EXTRAIT DE TEXTE ▸
========================================================================

Mais dans son coin, Hidalgo s’interroge : Platini peut-il évoluer avec Giresse ? Leurs profils ne sont-ils pas trop similaires ? Est-ce vraiment possible de se priver de Genghini, notamment excellent lors de la victoire contre l’Autriche, alors que Michel Platini était absent ? Puis il tranche. Au moment d’affronter l’Irlande du Nord pour le deuxième match du deuxième tour de la Coupe du monde 1982, Michel Hidalgo donne naissance à son « label France » : « Pour la première fois, ma vieille ambition – quatre milieux offensifs – va se réaliser sur un terrain et au moment le plus crucial : Giresse, Platini, Tigana, Genghini. Le label France. L’atout France. C’est sans doute risqué, mais j’en prends la responsabilité, en rappelant ma philosophie de base concernant le football français : nos caractéristiques ne s’accommoderont jamais d’un jeu rugueux, basé sur la puissance physique.(…)J’avoue que Genghini et Tigana sont perplexes quand à l’efficacité de mon 4-4-2, car sur le papier, ils se situent aux extrémités.(…)Je définis un principe de mouvement tournant. Il sera compris et appliqué. » Feu à volonté. Le carré magique est né, les Bleus explosent de partout et s’imposent largement (4-1). Le fonctionnement tactique du plateau est assez simple : l’un des membres (principalement Genghini et Tigana) est chargé d’assurer la relance aux côtés de Trésor et Bossis, alors que les deux autres axiaux se décalent pour accélérer les transitions. Platini, lui, joue un cran plus haut que les trois autres et tient l’équilibre de la machine de destruction offensive montée par Hidalgo. L’équipe de France diffuse alors dans l’air un sentiment de danger permanent, d’ébullition intellectuelle, et ce match est à placer au panthéon des plus grands matchs de l’histoire des Bleus. Pourquoi ? Car c’est du foot à l’état pur, un football réfléchi, offensif, vu comme une démonstration culturelle, et basé sur la recherche de la supériorité numérique : un foot sans calcul.

========================================================================

EXTRAITS DE DONNÉES ▸

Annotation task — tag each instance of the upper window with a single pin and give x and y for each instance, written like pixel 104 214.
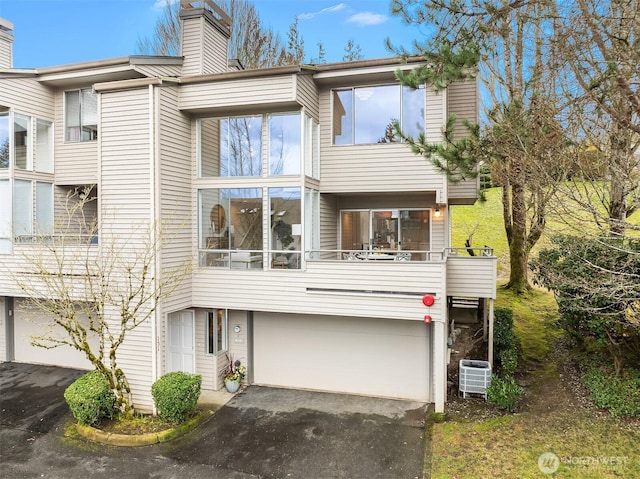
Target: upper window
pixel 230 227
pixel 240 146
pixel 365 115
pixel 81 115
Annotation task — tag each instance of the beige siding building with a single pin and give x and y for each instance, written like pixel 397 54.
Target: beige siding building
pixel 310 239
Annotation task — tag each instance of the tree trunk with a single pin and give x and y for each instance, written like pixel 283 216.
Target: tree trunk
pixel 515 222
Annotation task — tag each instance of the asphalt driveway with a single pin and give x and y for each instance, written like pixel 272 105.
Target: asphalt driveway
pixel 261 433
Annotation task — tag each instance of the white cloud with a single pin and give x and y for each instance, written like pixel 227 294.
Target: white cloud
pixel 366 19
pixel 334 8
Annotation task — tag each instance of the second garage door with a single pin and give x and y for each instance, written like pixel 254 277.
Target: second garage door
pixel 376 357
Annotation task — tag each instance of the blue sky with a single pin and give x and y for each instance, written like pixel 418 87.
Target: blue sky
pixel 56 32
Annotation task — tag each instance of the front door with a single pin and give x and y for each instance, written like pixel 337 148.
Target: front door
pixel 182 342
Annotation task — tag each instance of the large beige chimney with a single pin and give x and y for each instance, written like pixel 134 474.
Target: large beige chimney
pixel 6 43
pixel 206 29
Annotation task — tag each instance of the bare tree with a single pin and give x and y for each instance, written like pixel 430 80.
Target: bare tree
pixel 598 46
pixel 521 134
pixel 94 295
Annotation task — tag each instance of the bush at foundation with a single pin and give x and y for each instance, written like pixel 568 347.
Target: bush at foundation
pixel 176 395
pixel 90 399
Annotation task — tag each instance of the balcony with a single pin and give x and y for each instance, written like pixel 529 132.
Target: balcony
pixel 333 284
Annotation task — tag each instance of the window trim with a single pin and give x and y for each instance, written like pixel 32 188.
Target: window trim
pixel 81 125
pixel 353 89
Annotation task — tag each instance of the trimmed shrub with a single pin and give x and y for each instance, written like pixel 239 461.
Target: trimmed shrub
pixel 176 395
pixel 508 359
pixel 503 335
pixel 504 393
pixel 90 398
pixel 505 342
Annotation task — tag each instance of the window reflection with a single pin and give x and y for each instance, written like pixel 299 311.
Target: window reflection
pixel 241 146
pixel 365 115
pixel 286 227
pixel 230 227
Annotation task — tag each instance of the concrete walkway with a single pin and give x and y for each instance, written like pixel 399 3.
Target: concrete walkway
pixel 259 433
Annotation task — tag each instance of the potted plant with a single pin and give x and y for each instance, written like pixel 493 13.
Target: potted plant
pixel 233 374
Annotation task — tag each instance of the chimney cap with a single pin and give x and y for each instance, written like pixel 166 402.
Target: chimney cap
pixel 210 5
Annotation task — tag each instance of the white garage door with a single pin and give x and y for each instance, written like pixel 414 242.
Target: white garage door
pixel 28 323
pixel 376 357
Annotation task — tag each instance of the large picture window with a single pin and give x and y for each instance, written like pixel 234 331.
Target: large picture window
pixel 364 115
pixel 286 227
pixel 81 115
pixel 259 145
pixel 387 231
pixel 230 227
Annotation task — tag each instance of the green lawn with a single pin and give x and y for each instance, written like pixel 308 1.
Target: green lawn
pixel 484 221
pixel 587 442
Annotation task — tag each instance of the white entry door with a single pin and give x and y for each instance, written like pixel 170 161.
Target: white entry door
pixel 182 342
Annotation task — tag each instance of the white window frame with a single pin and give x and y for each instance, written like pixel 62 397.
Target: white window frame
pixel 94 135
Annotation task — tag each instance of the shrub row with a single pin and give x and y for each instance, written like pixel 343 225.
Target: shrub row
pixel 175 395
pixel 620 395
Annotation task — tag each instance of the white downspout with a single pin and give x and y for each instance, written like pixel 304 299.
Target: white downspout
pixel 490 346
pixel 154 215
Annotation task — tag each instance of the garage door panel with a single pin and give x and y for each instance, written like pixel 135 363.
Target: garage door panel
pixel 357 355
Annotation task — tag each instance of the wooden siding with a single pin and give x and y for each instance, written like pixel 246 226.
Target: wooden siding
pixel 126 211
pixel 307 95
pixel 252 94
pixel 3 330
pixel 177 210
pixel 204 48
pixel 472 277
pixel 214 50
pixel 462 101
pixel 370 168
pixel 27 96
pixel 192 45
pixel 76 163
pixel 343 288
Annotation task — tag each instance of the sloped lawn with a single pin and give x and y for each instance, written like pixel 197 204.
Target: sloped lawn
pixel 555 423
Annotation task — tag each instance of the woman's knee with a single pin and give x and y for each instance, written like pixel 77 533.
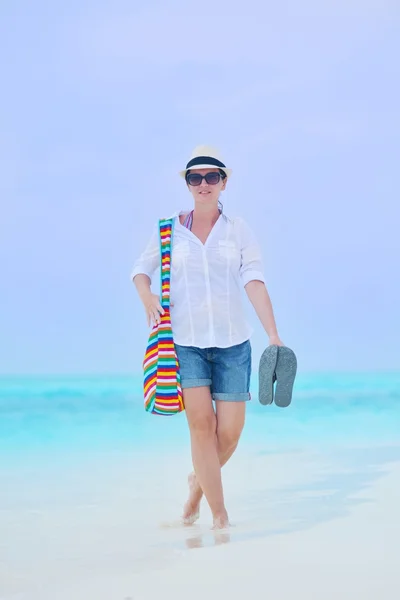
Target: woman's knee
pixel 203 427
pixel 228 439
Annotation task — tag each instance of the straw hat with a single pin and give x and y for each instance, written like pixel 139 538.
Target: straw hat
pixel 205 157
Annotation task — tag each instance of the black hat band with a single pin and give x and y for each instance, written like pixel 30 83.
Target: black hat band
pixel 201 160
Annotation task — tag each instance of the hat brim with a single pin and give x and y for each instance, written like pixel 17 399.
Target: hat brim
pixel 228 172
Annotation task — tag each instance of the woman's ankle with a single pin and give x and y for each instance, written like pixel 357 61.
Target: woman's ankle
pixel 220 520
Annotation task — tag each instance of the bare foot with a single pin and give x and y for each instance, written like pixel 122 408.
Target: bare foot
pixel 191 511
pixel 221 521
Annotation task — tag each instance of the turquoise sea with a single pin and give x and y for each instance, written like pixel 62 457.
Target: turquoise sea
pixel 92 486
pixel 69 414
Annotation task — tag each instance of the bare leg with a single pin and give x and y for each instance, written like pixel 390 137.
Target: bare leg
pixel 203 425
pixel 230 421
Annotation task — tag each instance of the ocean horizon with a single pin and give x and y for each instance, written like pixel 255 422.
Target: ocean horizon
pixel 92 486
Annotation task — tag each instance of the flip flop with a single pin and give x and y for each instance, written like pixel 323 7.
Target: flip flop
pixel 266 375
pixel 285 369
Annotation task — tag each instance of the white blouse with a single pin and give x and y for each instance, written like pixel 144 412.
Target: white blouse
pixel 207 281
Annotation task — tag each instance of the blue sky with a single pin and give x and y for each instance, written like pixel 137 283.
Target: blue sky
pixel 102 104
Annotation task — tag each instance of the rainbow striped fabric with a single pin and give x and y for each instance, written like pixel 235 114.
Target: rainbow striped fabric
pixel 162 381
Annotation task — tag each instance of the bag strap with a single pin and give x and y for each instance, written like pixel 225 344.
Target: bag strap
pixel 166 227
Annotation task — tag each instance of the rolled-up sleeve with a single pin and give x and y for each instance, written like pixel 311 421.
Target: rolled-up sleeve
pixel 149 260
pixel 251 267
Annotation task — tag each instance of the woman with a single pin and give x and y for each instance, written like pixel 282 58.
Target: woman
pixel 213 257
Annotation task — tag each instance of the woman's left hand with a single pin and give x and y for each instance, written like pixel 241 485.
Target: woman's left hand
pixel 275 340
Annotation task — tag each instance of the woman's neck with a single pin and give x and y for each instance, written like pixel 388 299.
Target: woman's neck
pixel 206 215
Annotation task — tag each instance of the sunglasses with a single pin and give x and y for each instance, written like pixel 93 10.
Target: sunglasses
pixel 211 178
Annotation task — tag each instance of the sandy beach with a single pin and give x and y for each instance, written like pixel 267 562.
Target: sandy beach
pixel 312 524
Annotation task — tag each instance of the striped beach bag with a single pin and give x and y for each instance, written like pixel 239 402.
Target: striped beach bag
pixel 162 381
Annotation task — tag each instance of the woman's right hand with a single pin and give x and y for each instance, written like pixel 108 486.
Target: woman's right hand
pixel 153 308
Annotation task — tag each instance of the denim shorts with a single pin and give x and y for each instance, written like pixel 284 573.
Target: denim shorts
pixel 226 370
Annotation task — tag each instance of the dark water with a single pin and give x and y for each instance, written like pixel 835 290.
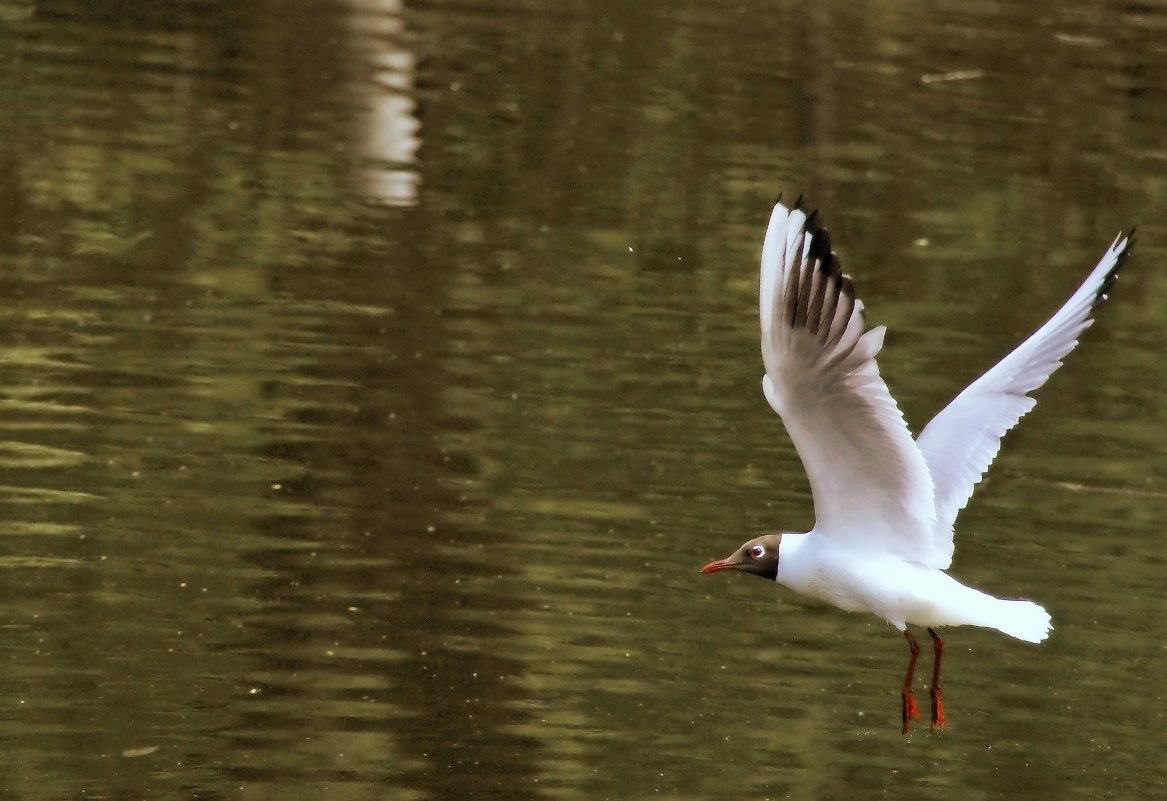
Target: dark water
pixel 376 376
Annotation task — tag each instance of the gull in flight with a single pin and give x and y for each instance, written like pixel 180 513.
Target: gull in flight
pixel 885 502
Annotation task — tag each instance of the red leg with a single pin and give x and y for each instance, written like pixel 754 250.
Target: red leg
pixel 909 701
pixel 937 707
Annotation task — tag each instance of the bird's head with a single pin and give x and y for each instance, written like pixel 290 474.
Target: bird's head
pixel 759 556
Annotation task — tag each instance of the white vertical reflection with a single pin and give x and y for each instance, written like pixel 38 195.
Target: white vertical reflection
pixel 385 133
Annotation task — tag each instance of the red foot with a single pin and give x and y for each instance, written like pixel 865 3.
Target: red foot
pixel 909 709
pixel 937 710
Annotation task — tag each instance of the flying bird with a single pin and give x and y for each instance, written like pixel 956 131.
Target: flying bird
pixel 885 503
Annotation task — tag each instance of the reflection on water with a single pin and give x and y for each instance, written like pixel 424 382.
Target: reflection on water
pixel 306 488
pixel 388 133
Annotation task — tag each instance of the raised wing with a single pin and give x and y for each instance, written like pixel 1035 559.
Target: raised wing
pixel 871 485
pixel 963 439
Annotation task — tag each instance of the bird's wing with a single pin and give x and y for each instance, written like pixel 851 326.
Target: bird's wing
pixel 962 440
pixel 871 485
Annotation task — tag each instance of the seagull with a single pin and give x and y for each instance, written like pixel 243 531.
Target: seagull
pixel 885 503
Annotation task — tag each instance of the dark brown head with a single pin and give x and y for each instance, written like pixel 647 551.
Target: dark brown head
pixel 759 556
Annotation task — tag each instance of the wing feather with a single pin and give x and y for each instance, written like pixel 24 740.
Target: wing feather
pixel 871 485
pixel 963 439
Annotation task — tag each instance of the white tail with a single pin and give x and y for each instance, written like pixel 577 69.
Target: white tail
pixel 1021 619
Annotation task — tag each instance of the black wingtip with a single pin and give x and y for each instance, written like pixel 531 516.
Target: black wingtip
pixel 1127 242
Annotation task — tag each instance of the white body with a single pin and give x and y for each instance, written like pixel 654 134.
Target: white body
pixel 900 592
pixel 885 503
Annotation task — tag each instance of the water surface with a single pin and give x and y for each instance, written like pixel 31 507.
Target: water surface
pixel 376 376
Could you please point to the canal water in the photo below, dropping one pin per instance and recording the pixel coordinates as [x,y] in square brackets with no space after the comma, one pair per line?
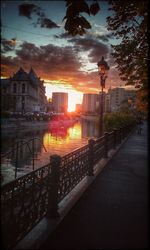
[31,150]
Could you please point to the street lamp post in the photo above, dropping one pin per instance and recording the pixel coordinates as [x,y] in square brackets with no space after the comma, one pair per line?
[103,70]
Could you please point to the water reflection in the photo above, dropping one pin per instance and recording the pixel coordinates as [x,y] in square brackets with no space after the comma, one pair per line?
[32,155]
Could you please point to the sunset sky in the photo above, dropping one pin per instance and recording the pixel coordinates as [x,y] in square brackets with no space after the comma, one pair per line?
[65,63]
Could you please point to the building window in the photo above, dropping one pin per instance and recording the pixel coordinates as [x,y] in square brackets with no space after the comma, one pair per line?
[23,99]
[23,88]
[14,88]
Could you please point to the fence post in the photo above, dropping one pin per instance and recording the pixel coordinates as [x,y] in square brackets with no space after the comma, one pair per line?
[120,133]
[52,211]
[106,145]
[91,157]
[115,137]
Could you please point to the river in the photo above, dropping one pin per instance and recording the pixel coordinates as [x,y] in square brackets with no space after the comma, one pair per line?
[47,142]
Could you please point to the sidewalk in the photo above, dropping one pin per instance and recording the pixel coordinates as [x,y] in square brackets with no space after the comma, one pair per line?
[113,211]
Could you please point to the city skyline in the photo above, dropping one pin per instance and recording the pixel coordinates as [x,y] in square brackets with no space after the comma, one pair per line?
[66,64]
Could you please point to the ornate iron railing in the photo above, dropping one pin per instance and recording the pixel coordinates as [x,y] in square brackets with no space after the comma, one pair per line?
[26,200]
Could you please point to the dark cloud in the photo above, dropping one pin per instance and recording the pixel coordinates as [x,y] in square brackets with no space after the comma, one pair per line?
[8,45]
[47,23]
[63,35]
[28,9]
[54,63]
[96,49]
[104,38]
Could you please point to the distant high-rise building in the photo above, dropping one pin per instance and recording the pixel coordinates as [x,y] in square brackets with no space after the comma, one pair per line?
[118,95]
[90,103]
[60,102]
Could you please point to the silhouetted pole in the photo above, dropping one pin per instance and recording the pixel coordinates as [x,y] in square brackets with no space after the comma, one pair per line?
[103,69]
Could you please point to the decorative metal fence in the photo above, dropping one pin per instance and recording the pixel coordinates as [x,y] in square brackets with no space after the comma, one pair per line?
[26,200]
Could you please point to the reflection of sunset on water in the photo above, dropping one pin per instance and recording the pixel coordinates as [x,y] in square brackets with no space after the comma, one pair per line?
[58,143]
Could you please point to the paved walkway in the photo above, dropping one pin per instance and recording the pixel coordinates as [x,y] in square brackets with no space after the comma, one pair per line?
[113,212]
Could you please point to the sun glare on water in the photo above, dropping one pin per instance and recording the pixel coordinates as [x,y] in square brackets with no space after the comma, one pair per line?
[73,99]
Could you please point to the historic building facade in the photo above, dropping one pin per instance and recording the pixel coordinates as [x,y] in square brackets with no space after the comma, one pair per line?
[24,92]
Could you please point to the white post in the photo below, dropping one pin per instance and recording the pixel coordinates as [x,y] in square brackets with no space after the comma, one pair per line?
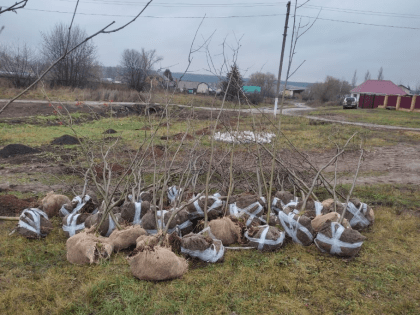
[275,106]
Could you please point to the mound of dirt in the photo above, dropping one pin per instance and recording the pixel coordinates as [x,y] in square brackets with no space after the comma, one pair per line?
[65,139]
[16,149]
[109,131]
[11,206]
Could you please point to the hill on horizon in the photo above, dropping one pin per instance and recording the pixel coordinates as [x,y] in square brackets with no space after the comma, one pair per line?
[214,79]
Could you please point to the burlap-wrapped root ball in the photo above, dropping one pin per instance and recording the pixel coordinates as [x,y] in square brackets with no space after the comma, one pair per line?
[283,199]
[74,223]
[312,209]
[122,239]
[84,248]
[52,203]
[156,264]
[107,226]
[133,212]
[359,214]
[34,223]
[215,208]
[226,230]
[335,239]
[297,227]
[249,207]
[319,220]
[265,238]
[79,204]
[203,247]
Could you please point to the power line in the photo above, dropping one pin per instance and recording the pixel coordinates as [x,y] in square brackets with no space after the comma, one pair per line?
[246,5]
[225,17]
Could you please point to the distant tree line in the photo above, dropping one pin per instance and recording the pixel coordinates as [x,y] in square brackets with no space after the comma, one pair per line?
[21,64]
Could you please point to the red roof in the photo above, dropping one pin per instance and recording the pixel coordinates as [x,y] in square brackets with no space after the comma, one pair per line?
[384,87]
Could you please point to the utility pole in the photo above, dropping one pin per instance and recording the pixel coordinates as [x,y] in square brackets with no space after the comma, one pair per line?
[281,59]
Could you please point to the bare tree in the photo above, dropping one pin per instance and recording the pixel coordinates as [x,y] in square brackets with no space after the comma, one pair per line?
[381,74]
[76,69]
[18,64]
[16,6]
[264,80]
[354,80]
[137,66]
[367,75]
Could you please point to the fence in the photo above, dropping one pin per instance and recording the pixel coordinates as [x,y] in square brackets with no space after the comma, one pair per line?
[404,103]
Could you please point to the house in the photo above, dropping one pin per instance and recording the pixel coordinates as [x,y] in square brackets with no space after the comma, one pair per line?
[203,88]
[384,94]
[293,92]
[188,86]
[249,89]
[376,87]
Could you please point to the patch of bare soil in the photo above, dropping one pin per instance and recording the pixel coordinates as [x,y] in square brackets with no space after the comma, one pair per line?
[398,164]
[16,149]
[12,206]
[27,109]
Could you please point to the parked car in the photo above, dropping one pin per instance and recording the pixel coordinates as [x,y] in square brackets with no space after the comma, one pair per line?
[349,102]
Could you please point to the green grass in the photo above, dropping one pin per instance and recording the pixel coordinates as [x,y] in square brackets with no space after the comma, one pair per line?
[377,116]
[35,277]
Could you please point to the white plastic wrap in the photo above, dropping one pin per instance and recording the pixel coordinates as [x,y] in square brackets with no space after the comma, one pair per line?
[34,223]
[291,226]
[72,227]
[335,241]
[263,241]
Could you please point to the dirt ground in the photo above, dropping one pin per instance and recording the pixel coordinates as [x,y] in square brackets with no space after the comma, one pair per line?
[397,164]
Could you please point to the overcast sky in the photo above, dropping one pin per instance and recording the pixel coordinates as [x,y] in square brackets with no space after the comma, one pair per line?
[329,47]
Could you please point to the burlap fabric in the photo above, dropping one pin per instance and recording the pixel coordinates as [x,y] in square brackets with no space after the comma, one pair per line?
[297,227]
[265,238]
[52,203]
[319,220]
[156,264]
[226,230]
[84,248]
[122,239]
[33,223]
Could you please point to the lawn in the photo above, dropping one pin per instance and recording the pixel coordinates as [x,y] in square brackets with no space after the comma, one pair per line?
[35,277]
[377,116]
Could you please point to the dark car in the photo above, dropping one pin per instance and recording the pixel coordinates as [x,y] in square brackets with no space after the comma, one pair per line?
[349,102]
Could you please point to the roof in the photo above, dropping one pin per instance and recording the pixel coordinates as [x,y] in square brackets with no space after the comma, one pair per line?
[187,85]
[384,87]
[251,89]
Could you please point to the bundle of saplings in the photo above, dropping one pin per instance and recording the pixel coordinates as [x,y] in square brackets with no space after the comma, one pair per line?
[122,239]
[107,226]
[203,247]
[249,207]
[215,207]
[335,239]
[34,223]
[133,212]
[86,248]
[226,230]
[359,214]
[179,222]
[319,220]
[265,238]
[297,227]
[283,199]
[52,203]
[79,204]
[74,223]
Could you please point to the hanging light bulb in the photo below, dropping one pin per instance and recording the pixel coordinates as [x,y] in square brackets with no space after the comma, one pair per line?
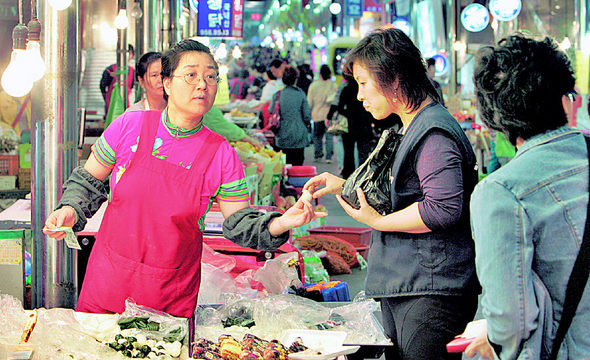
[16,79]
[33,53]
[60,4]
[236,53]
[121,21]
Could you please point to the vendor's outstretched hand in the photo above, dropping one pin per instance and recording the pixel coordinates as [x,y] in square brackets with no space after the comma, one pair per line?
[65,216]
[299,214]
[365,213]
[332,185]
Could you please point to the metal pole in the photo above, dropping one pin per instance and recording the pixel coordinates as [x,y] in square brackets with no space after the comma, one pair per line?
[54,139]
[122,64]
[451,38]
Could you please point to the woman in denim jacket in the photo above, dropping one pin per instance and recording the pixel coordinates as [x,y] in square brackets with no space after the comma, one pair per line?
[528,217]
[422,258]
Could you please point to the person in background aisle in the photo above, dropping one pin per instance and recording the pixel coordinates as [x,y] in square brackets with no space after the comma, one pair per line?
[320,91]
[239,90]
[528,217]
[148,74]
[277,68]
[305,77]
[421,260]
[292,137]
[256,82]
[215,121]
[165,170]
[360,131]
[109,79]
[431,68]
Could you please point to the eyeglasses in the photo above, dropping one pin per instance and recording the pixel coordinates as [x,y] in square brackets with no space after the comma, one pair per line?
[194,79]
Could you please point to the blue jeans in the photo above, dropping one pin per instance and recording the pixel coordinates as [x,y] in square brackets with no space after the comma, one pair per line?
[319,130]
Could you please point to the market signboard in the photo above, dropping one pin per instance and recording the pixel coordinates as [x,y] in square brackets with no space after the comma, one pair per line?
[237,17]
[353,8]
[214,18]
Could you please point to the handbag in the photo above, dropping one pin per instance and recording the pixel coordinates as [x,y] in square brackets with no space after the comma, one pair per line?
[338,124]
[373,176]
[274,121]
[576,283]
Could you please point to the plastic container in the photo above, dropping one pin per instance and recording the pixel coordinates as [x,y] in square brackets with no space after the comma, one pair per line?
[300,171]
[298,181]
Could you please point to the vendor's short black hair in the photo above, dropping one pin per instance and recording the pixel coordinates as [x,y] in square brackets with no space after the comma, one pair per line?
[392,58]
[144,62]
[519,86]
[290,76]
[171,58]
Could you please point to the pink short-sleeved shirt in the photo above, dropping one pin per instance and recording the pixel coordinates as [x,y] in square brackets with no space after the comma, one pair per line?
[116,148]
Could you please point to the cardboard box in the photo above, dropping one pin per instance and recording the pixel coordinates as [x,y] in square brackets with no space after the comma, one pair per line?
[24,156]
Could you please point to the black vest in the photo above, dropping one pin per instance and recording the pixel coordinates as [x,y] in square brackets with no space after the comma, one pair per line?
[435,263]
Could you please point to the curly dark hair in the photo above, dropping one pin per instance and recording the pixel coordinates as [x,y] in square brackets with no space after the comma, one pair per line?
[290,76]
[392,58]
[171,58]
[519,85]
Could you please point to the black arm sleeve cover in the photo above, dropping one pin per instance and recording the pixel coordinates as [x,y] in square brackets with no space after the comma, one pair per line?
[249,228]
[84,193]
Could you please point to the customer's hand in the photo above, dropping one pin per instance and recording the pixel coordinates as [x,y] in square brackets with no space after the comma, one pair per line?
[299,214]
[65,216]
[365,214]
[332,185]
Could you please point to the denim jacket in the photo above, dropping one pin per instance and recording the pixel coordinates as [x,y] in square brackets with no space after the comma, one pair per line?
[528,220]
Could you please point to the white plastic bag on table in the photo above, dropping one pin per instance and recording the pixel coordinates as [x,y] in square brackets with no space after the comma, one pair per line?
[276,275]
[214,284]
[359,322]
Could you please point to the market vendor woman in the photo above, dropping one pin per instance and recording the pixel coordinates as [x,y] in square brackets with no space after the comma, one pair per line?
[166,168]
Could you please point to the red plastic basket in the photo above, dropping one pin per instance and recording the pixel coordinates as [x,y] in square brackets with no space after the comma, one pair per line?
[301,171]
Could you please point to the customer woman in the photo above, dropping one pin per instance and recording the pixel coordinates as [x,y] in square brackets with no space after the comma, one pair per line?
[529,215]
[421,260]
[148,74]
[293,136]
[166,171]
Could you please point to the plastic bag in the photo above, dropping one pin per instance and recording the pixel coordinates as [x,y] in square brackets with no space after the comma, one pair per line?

========================================================================

D'après l'extrait de texte, quels quatre milieux offensifs Michel Hidalgo aligne-t-il face à l'Irlande du Nord ?

Giresse, Platini, Tigana et Genghini.